◆ Raw records
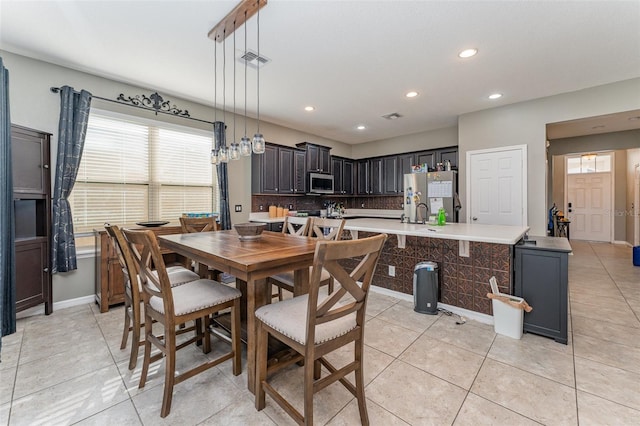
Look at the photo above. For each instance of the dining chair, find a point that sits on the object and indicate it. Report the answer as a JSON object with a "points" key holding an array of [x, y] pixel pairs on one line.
{"points": [[172, 306], [314, 326], [132, 315], [201, 224], [322, 228]]}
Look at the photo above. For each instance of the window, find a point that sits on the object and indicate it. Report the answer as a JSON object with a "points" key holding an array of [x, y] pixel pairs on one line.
{"points": [[134, 170], [589, 163]]}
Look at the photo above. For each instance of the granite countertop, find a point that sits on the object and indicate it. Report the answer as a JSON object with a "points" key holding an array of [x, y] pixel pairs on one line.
{"points": [[498, 234]]}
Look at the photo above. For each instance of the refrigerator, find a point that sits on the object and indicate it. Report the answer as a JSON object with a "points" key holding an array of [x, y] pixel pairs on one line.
{"points": [[425, 193]]}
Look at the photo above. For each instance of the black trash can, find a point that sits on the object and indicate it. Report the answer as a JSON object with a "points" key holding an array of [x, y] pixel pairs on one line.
{"points": [[425, 288]]}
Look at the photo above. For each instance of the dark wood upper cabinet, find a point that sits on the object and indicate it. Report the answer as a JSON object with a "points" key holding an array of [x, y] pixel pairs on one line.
{"points": [[32, 216]]}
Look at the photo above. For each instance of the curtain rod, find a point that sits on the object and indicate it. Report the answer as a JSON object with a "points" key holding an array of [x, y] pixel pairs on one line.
{"points": [[155, 100]]}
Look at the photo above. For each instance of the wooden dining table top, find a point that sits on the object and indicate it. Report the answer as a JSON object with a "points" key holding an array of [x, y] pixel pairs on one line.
{"points": [[225, 251]]}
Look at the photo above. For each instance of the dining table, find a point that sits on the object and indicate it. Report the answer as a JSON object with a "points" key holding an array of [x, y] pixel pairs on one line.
{"points": [[251, 262]]}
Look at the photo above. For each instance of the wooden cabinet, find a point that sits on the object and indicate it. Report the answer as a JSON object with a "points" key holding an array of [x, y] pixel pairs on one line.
{"points": [[32, 215], [110, 279], [318, 157], [279, 170], [342, 170], [541, 278]]}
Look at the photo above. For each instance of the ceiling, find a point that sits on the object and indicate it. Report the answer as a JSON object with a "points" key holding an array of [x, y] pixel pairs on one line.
{"points": [[352, 60]]}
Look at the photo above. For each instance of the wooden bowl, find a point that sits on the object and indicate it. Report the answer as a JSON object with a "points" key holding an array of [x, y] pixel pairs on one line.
{"points": [[249, 231]]}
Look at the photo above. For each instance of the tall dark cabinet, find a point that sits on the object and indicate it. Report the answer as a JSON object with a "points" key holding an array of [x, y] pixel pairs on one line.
{"points": [[32, 212]]}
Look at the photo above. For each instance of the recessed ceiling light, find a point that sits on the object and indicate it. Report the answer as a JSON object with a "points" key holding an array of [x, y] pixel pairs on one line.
{"points": [[467, 53]]}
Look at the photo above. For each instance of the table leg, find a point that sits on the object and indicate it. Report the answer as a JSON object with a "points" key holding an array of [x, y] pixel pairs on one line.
{"points": [[256, 297]]}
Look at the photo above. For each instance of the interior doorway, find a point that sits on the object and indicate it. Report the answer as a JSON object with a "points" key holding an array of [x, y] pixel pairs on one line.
{"points": [[589, 196]]}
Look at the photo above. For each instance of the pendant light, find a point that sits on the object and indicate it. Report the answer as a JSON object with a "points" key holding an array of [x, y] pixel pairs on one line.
{"points": [[258, 139], [245, 142]]}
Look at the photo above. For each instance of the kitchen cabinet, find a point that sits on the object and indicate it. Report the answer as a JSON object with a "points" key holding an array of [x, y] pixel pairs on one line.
{"points": [[318, 157], [32, 214], [342, 171], [541, 278], [109, 278], [279, 170]]}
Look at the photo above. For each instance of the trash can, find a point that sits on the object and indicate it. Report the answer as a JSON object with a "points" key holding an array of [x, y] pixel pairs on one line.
{"points": [[425, 288]]}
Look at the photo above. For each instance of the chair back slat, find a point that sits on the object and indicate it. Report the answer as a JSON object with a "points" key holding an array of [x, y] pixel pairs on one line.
{"points": [[334, 256], [198, 224], [153, 284], [295, 225], [326, 229]]}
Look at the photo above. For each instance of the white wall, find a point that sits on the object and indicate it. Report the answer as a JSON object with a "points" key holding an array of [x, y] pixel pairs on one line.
{"points": [[525, 123], [33, 105]]}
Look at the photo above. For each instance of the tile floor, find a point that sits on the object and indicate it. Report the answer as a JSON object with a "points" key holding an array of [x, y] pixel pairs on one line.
{"points": [[68, 369]]}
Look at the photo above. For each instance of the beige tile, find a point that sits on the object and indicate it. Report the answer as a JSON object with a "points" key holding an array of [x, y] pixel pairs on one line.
{"points": [[613, 354], [240, 412], [122, 414], [7, 380], [606, 331], [378, 416], [374, 361], [477, 411], [596, 411], [528, 356], [415, 396], [465, 336], [530, 395], [70, 401], [194, 400], [611, 383], [402, 314], [77, 361], [443, 360], [289, 383], [388, 338]]}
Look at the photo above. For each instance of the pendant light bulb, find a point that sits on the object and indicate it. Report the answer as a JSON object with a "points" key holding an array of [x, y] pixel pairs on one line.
{"points": [[245, 146], [258, 143]]}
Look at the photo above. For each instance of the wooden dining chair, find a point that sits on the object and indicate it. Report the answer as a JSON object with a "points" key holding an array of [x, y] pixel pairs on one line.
{"points": [[325, 229], [314, 326], [132, 314], [172, 306], [201, 224]]}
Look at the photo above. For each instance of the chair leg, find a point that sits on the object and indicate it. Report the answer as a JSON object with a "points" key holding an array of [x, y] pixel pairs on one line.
{"points": [[169, 372], [362, 401], [148, 323], [235, 338], [261, 365]]}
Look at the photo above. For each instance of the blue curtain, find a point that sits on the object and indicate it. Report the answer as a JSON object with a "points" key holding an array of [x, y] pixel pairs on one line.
{"points": [[74, 115], [7, 231], [223, 176]]}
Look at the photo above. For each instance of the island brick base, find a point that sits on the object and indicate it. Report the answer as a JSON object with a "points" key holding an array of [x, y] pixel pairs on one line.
{"points": [[464, 281]]}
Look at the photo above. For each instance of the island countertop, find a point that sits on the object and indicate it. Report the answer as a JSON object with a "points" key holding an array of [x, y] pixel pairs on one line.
{"points": [[499, 234]]}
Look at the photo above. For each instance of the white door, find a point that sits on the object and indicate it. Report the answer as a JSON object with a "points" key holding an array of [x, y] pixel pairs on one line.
{"points": [[496, 186], [589, 206]]}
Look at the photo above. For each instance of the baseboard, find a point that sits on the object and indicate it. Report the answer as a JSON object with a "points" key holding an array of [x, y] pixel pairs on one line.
{"points": [[39, 310], [476, 316]]}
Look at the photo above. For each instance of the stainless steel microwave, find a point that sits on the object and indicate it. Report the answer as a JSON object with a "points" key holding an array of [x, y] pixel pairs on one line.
{"points": [[320, 183]]}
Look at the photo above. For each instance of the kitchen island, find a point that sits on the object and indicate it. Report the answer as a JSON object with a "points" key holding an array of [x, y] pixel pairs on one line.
{"points": [[467, 256]]}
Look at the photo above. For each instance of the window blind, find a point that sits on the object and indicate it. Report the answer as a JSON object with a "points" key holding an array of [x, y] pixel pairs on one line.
{"points": [[135, 170]]}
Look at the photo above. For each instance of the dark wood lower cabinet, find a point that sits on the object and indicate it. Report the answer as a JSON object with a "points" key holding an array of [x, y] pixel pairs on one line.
{"points": [[33, 280]]}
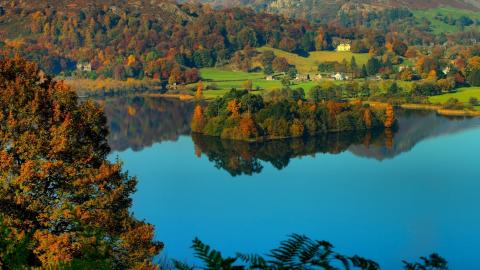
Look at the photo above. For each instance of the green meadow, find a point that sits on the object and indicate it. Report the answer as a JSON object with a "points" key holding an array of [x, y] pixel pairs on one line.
{"points": [[463, 95], [439, 26], [310, 64]]}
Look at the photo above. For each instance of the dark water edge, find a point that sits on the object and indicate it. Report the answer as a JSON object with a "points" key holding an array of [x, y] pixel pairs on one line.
{"points": [[387, 198]]}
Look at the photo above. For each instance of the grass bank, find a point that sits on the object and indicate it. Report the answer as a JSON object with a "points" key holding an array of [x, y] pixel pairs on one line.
{"points": [[310, 64]]}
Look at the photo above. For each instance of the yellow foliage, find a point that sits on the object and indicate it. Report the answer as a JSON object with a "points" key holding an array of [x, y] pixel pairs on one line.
{"points": [[131, 60]]}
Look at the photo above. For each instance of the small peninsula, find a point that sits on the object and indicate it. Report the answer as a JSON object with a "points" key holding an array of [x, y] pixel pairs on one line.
{"points": [[240, 115]]}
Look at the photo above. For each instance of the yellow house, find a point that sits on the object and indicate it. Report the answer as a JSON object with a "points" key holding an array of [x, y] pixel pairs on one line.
{"points": [[343, 47]]}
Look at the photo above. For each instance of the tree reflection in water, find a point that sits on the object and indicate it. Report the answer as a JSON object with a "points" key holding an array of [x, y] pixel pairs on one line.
{"points": [[244, 158]]}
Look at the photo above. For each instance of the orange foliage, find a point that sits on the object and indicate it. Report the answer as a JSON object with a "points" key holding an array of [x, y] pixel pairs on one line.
{"points": [[367, 118], [199, 93], [389, 116], [61, 188], [247, 127], [198, 119], [234, 107]]}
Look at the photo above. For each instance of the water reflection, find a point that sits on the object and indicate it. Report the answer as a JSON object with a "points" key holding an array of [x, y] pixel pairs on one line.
{"points": [[139, 122], [238, 157]]}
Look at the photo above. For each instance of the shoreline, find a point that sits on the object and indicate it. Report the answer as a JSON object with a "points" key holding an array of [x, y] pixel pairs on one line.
{"points": [[440, 110]]}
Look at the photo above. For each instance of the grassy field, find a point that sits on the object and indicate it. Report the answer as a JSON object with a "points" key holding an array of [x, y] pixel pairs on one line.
{"points": [[463, 95], [217, 74], [441, 27], [310, 64]]}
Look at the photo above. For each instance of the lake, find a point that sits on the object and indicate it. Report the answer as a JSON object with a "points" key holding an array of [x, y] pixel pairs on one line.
{"points": [[386, 196]]}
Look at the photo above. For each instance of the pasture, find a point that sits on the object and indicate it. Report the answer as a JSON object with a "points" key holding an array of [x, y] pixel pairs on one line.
{"points": [[310, 64]]}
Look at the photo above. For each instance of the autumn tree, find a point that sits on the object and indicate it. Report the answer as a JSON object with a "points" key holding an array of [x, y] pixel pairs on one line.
{"points": [[199, 93], [198, 119], [389, 116], [58, 191], [248, 85]]}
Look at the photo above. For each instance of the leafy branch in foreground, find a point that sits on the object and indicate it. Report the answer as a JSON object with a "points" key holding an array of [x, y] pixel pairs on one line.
{"points": [[433, 262], [297, 252]]}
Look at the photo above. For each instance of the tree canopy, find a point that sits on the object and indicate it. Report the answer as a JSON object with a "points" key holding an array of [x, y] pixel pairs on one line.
{"points": [[61, 200]]}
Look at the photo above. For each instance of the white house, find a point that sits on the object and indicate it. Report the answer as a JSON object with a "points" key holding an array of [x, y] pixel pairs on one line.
{"points": [[446, 70], [318, 77], [302, 77], [344, 47], [339, 77]]}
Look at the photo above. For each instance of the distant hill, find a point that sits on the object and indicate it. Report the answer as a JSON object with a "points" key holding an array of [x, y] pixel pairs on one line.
{"points": [[318, 10]]}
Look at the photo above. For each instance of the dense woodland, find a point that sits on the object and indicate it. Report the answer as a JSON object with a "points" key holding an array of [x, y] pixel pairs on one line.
{"points": [[63, 205], [163, 40], [243, 116]]}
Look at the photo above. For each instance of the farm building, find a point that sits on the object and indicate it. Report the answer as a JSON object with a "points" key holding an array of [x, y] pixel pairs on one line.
{"points": [[344, 47], [302, 77], [339, 77], [84, 67]]}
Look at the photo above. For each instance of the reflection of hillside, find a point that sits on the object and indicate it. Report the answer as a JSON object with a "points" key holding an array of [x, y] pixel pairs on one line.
{"points": [[139, 122], [414, 127], [238, 157]]}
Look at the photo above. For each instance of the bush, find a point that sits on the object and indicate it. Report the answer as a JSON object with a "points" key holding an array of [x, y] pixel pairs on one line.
{"points": [[474, 101]]}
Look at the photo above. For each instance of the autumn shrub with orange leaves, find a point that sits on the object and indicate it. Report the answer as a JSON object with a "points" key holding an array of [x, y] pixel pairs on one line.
{"points": [[240, 115], [61, 201]]}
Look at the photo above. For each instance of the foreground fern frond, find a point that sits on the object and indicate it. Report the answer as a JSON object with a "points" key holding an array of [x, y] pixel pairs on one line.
{"points": [[297, 252]]}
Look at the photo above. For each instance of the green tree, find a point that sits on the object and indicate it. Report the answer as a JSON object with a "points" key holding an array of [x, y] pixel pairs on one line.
{"points": [[57, 187]]}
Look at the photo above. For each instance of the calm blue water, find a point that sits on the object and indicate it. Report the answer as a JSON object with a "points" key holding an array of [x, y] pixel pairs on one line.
{"points": [[389, 201]]}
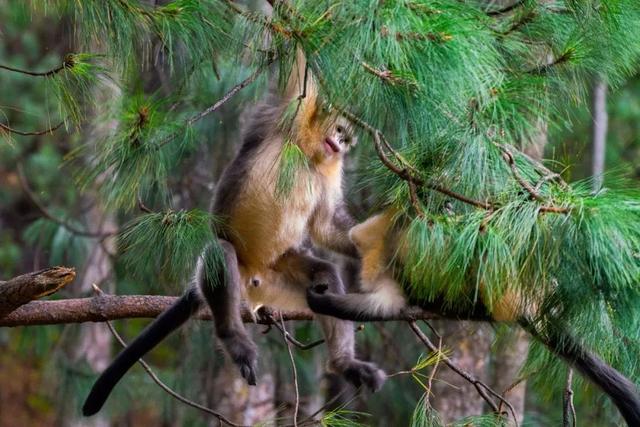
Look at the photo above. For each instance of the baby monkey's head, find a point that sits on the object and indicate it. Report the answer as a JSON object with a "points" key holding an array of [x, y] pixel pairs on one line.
{"points": [[338, 137]]}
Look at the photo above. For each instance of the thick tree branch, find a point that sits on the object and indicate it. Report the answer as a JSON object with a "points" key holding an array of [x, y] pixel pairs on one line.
{"points": [[113, 307], [28, 287]]}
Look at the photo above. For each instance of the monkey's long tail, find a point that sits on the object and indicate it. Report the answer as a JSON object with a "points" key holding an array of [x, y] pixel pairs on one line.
{"points": [[622, 391], [159, 329]]}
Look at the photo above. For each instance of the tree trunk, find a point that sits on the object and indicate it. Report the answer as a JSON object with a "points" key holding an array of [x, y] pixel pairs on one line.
{"points": [[600, 123], [93, 345]]}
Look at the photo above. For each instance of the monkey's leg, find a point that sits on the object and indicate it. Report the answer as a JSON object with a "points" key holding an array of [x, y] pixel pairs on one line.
{"points": [[222, 293], [303, 269], [358, 307]]}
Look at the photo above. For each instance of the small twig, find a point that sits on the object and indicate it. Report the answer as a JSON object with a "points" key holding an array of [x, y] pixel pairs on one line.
{"points": [[237, 88], [142, 206], [508, 157], [295, 374], [482, 389], [310, 419], [384, 75], [159, 382], [506, 9], [379, 141], [32, 197], [544, 69], [291, 339], [568, 409], [546, 178], [533, 193], [31, 133], [227, 96], [438, 359]]}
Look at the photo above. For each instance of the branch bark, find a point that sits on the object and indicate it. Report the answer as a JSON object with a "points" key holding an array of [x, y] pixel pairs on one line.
{"points": [[22, 289], [113, 307]]}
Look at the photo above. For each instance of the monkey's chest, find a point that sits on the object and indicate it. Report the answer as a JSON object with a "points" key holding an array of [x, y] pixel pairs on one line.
{"points": [[266, 224]]}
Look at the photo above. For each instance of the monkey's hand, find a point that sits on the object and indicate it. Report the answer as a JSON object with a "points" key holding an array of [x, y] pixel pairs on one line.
{"points": [[244, 354], [360, 373]]}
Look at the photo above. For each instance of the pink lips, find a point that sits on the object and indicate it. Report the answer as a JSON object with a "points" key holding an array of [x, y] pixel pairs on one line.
{"points": [[331, 146]]}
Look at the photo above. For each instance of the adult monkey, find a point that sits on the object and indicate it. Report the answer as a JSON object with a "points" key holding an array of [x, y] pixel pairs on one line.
{"points": [[381, 243], [268, 260]]}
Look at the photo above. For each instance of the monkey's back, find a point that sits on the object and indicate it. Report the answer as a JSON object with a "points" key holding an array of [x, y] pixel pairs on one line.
{"points": [[261, 224]]}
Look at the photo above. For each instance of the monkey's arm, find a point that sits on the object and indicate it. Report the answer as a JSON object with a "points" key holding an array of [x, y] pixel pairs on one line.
{"points": [[330, 229]]}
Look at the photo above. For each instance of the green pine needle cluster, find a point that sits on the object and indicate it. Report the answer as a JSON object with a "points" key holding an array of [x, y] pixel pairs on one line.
{"points": [[292, 162], [168, 245], [76, 82], [182, 31], [133, 159]]}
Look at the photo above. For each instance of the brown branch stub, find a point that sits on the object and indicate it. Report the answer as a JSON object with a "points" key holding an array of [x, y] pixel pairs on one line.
{"points": [[22, 289]]}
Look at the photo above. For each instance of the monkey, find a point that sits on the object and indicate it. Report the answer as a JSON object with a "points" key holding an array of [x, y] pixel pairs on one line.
{"points": [[381, 243], [265, 239]]}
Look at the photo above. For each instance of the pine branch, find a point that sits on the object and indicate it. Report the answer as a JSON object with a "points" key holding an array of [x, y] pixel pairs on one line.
{"points": [[31, 133], [20, 290]]}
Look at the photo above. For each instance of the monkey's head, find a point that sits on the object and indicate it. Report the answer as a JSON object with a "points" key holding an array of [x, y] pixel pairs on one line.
{"points": [[329, 139], [338, 138]]}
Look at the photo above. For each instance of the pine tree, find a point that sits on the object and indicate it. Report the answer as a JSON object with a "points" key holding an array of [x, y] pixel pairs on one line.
{"points": [[447, 94]]}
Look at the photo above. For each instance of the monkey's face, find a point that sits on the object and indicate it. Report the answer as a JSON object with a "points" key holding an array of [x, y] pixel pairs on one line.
{"points": [[338, 138]]}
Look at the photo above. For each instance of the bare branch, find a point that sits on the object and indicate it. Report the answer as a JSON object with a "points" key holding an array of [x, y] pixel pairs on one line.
{"points": [[37, 74], [162, 385], [113, 307], [31, 133], [32, 197], [28, 287], [483, 390]]}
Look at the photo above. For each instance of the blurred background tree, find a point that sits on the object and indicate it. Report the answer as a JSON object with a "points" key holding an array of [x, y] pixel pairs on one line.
{"points": [[117, 122]]}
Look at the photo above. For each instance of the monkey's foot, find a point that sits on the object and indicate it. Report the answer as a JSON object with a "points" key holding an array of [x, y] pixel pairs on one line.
{"points": [[360, 373], [244, 354], [321, 301]]}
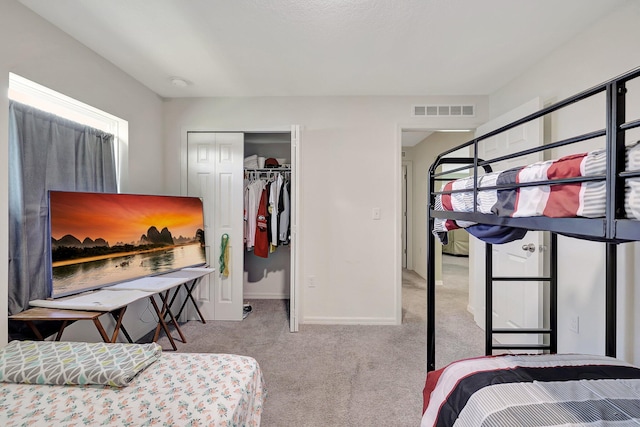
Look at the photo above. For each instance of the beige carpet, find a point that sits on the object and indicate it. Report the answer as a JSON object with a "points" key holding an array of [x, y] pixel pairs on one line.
{"points": [[346, 375]]}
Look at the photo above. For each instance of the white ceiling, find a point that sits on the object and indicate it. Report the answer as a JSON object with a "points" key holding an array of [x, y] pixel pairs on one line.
{"points": [[323, 47]]}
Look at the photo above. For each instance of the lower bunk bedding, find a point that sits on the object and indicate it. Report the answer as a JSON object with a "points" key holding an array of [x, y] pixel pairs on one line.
{"points": [[74, 384], [585, 199], [533, 390]]}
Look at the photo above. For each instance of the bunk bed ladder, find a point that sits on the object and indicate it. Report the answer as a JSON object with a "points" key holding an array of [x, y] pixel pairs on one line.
{"points": [[551, 344]]}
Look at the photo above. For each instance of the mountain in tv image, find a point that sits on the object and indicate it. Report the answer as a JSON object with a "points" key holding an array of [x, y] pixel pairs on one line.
{"points": [[98, 239], [69, 247]]}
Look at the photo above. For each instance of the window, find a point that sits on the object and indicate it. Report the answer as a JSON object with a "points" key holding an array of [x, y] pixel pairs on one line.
{"points": [[30, 93]]}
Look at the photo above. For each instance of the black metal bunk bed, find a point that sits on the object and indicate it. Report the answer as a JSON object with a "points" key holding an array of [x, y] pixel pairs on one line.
{"points": [[612, 229]]}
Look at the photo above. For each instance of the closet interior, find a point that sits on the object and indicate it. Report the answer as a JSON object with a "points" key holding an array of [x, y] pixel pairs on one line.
{"points": [[267, 264]]}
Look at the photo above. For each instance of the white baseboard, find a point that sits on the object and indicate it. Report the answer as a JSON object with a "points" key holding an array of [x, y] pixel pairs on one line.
{"points": [[348, 321], [259, 295]]}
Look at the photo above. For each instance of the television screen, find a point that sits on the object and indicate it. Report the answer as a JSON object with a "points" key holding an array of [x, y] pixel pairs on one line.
{"points": [[100, 239]]}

◆ Written problem
Reproduce only the lines running from the one with "Look at the photo above. For each instance of the closet" through the final line of the listing above, both ends included.

◆ Answer
Look at the photo above. For each instance of the closet interior, find a point that sits on the object and indicate it. Report the answer as a JSON object with a "points" key holding an array of [x, y] pixel pairs on one line.
{"points": [[267, 264]]}
Look at the photo above. For each instance of the white baseboard, find a point that sits on the object and indicate it. Report the answer as a JSON object with a "points" key holding an array of [x, y] pixel pairs on one line.
{"points": [[348, 321], [259, 295]]}
Look at the photo above. For each instance of the television screen, find a point that sits on the object and indicate it. Report the answer as a JSON object with a "points" key holding an array of [x, y] pixel pairs on one line.
{"points": [[100, 239]]}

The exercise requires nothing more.